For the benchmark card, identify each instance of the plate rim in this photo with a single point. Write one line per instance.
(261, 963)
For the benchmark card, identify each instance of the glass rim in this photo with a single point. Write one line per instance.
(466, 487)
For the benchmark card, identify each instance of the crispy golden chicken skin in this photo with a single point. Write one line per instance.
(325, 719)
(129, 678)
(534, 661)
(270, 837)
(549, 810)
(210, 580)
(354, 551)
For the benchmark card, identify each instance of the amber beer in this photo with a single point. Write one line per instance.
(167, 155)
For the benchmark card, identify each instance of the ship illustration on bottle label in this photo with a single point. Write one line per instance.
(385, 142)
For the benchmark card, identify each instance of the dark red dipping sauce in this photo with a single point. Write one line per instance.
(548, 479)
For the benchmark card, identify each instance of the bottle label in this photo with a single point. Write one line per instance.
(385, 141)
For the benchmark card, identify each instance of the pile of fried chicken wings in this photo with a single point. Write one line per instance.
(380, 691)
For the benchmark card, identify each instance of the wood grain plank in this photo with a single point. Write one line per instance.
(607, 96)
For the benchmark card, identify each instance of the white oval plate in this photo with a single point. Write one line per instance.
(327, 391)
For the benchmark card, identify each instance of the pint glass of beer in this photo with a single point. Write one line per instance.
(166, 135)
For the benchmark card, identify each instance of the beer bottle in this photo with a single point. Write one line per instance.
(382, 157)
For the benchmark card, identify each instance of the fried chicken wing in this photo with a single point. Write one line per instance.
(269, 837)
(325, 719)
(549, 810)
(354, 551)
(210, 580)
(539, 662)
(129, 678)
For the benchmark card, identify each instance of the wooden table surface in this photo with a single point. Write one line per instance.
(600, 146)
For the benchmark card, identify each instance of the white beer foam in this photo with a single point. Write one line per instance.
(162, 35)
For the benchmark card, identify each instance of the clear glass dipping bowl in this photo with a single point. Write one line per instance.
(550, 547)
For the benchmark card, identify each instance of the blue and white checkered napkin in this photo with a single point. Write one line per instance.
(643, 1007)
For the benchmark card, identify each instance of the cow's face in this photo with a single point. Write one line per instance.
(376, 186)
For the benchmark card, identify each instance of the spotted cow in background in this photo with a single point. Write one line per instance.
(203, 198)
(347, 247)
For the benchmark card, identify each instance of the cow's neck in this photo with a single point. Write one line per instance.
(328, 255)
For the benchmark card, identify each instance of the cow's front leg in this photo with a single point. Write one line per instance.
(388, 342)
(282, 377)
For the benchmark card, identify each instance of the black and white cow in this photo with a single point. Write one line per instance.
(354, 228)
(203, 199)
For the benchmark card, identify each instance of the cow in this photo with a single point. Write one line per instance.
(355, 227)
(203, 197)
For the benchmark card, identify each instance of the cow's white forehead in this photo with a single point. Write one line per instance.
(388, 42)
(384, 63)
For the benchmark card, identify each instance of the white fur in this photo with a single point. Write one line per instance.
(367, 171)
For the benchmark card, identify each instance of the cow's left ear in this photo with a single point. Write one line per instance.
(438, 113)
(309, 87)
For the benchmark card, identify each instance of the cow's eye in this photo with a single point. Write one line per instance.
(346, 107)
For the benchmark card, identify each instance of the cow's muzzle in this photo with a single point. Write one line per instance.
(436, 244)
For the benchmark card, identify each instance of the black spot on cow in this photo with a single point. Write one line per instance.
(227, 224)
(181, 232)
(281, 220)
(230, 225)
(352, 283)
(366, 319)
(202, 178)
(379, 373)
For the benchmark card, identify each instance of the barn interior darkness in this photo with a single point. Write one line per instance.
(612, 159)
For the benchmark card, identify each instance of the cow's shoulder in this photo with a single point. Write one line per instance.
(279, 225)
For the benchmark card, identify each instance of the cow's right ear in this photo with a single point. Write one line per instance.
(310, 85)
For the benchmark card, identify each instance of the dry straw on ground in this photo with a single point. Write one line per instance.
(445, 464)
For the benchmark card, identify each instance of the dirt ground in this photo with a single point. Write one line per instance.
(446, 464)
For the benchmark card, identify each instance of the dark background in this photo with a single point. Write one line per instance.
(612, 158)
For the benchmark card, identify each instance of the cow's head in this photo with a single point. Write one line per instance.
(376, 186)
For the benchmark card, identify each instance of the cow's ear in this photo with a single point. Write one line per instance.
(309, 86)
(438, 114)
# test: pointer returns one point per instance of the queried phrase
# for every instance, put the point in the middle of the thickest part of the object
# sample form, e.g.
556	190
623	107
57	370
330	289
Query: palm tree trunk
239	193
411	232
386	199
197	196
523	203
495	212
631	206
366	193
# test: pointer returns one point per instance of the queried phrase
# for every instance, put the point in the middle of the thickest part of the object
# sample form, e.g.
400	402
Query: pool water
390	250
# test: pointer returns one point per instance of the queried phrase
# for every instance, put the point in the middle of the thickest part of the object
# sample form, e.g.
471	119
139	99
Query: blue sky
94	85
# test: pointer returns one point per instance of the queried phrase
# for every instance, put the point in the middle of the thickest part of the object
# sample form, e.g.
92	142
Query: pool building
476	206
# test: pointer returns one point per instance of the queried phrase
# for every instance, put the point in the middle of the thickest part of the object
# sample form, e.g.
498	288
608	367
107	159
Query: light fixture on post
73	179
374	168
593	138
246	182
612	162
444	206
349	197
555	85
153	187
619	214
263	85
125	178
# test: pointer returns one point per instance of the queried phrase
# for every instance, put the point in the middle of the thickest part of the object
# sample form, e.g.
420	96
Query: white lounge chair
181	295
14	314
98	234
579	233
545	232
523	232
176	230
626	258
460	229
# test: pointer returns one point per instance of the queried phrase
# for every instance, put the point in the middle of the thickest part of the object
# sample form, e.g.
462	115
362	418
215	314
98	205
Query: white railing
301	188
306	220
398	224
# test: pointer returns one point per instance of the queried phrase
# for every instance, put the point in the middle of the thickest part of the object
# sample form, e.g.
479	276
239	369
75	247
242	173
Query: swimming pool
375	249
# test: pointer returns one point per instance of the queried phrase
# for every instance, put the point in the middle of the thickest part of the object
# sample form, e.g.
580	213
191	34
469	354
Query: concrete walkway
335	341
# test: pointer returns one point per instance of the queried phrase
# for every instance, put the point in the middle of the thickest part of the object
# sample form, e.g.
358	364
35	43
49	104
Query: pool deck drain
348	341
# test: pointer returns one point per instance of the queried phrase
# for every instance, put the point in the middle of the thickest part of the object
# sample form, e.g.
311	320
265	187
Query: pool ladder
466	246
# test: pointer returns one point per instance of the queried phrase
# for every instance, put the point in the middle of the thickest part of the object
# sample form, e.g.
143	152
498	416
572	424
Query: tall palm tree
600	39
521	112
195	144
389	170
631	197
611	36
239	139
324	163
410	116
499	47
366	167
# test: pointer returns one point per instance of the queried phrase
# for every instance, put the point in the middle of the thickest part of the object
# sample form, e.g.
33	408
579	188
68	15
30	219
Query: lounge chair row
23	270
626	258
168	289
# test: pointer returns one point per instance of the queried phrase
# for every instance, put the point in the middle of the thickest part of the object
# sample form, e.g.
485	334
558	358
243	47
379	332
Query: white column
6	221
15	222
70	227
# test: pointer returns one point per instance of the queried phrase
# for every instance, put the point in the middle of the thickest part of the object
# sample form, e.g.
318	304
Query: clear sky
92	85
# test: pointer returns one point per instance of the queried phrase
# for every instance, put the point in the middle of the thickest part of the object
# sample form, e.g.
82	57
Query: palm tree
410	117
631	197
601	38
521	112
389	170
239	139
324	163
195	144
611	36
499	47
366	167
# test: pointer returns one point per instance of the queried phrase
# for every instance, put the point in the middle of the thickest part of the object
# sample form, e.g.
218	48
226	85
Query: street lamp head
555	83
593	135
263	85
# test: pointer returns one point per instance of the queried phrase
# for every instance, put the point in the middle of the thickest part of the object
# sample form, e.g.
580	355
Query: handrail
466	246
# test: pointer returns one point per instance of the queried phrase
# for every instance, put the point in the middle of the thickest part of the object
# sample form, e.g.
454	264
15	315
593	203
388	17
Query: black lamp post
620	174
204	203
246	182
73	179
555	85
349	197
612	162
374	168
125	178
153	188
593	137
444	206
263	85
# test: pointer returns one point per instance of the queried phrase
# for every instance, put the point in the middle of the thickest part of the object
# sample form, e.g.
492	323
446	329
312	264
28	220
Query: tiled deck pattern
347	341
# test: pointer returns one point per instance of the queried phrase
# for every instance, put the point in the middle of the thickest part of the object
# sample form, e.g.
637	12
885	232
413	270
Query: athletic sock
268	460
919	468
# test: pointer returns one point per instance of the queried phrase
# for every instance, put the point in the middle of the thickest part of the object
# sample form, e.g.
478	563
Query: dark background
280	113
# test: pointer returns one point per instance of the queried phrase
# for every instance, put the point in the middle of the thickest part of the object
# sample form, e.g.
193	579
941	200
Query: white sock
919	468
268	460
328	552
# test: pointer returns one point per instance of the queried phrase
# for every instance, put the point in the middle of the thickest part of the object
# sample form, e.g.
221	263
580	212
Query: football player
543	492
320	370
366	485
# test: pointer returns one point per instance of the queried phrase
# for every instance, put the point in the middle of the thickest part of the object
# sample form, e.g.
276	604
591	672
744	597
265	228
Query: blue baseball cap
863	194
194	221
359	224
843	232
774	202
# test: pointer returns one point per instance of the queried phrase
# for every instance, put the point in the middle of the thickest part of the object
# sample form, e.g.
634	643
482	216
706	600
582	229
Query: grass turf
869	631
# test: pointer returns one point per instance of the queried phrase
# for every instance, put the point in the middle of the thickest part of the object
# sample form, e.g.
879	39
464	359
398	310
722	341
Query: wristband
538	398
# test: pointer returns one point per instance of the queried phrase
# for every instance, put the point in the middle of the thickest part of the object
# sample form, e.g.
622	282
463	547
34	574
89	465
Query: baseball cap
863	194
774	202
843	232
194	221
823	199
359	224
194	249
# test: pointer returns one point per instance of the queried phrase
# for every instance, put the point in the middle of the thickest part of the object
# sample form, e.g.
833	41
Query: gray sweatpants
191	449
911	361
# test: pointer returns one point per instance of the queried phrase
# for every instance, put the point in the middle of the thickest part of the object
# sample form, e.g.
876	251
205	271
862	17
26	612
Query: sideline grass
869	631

+---+

_Exercise brief_
Pull out each line of the material above containing the string "background", matching case exactly, and copy those lines.

_Output of the exercise_
For the benchmark card, identify each instance of the spotted cow in background in this photo with a single point. Write one line per instance.
For the benchmark card, identify each instance of the dark background in this photo with a single point. Write one line per instance.
Query: dark background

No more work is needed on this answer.